_PROVIDED PASSAGE_.

A team of researchers have made a significant discovery in the mechanism of brain swelling, paving the way to preventative treatment for severe to fatal brain damage following stroke, head injury or cardiac arrest. The team state the their new study research paves the way for a preventative drug treatment for severe brain damage following stroke, infection, head injury or cardiac arrest. By turning off a single gene, scientists from the Djavad Mowafaghian Centre for Brain Health (DMCBH) were able to stop fluid from accumulating in rodent brain cells. The opensource study is published in the journal Cell.
The team explain that brain swelling is a gradual process that becomes life-threatening days after the injury and is caused by an infusion of water and sodium chloride into the brain’s nerve cells. By identifying the mechanism behind the swelling, emergency physicians may in the future be better able to provide preemptive treatment, protecting the brain in the days that follow the initial trauma. The brain swells as the sodium chloride draws fluid into the nerve cells by osmosis. This swelling, known as cytotoxic edema, eventually kills brain cells.
In the current study the researchers used a special microscope to watch the cascade of events that took place within individual brain cells as they swelled. They then switched off the expression of different genes and were able to pinpoint a single protein, SLC26A11, that acts as a channel for chloride to enter nerve cells. The team hypothesize that when the chloride channels are turned off, the accumulation of fluid is stopped. The team have developed several novel technological approaches to identify the cascade of events that took place within individual brain cells as they swelled.
Previous studies have shown that sodium chloride accumulation in neurons is responsible for brain swelling, however, the current study shows how it’s getting into nerve cells, and presenting a new target to stop it from happening. To the team’s knowledge this is the first time anyone has been able to block its entry into the nerve cells.
The researchers state that severe brain swelling is life threatening because the skull, which normally protects the brain, also limits its ability to expand. With increased pressure and nowhere to go, if the brain swells down towards the brain stem the centers that control breathing can be crushed. They go on to add that in cases where other treatment options fail, an operation called a decompressive craniectomy is sometimes performed where a portion of the skull is removed and the brain is allowed to swell out of the skull. Although extreme, it can save the patient’s life, but the procedure is not always effective, nor without complications. There’s an urgent need for new treatments.
The team note that although the technique in the current study does not work quickly enough to mitigate swelling in the case of real head trauma, the discovery has provided a target for drug development.
The researchers surmise that this discovery is significant, because it gives the medical community a target to inhibit the chloride channel and by doing so, inhibit the accumulation of fluid.

_COMPLETE THE FOLLOWING_.
a) In the brain swelling article, condense the paragraph beginning "The researchers state that severe brain swelling" into a short bulleted list that keeps its main facts.
b) Reproduce a section of the brain swelling article word for word, starting at the words "The team explain" and stopping after "kills brain cells.".

Saved entries
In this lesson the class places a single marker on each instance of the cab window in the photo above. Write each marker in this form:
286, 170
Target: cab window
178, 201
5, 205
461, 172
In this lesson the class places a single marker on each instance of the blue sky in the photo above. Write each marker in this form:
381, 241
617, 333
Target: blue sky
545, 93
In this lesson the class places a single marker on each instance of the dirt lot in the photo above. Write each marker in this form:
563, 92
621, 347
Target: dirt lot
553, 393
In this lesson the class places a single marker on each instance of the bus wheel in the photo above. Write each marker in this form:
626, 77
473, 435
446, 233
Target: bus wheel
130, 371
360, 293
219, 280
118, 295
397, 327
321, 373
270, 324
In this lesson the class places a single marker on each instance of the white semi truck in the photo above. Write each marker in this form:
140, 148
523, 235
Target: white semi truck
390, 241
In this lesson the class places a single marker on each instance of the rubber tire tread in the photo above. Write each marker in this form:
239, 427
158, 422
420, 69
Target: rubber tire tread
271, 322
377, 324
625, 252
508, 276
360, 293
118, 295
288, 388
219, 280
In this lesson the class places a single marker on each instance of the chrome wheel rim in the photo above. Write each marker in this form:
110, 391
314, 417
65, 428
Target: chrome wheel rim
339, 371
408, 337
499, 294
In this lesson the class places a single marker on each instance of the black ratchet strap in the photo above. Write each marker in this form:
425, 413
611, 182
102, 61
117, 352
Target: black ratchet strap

_SOLUTIONS_.
a)
- Severe brain swelling is life-threatening because the skull, while protecting the brain, limits its ability to expand.
- Under rising pressure, swelling down toward the brain stem can crush the centers that control breathing.
- When other treatments fail, a decompressive craniectomy is sometimes done: part of the skull is removed so the brain can swell outward.
- The procedure can save a patient's life but is not always effective and can cause complications.
- New treatments are urgently needed.

b)
The team explain that brain swelling is a gradual process that becomes life-threatening days after the injury and is caused by an infusion of water and sodium chloride into the brain’s nerve cells. By identifying the mechanism behind the swelling, emergency physicians may in the future be better able to provide preemptive treatment, protecting the brain in the days that follow the initial trauma. The brain swells as the sodium chloride draws fluid into the nerve cells by osmosis. This swelling, known as cytotoxic edema, eventually kills brain cells.